***** Text shown *****
Paul Johnson knows what it’s like to be staring down the barrel of a gun after being pulled over by the cops. The Detroit resident says he’s been stopped by various police agencies no fewer than seven times over the last dozen years. A few of those incidents involved Johnson sweating at the wrong end of an unholstered weapon.
What makes Johnson different from a lot of other African-American men in southeast Michigan is that he also knows what it’s like to pull a gun on a suspect. Young, you see, is a 12-year veteran of the Detroit Police Department. “It’s a dangerous job,” he explains. “I’ve had my gun out numerous times. Better safe than sorry — it’s a rule to live by.”
There are some other rules to live by as well, especially if you too are an African-American man being pulled over by one of this area’s peace officers. To make sure those rules get known, Johnson has written “Survival Guide,” a pamphlet that tells folk what to do when stopped for DWB (driving while black). Or, as the subhead of his booklet declares: “How To Handle An Encounter With The Police, Without Being Permanently Injured Or Fatally Wounded.”
***** Material provided *****
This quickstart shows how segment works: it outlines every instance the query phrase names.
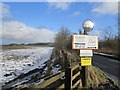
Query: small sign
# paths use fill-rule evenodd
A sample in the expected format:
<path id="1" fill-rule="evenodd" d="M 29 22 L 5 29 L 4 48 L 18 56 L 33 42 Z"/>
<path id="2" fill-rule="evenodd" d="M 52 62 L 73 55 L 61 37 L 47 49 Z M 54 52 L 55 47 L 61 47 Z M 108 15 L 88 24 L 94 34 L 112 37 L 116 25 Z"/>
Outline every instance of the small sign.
*****
What to work on
**1)** Rewrite the whole listing with each "small sign" changed to "traffic sign" and nothing else altered. Omit the pictures from your version.
**2)** Carry on the article on police stops from the point where it ends.
The article on police stops and the listing are unrelated to each other.

Results for each task
**1)**
This quickstart shows how segment works: it outlines every instance the query phrase names.
Query: traffic sign
# paths use fill-rule evenodd
A sample in the expected format:
<path id="1" fill-rule="evenodd" d="M 29 22 L 5 29 L 4 48 L 18 56 L 33 42 Z"/>
<path id="2" fill-rule="evenodd" d="M 52 62 L 73 55 L 61 37 L 47 49 Z M 54 52 L 55 47 L 61 47 Z M 108 15 L 88 24 L 94 34 L 112 37 L 116 25 Z"/>
Outline every instance of the traffic sign.

**2)**
Among his life-saving tips: “Don’t reach for anything! If an officer is nervous, any object can be mistaken for a weapon.”
If pulled over at night, advises Johnson, turn on your interior light and then keep your hands on the wheel.
“Reduced visibility puts [an officer] at a disadvantage,” explains Johnson. “They are trained not to be at a disadvantage.”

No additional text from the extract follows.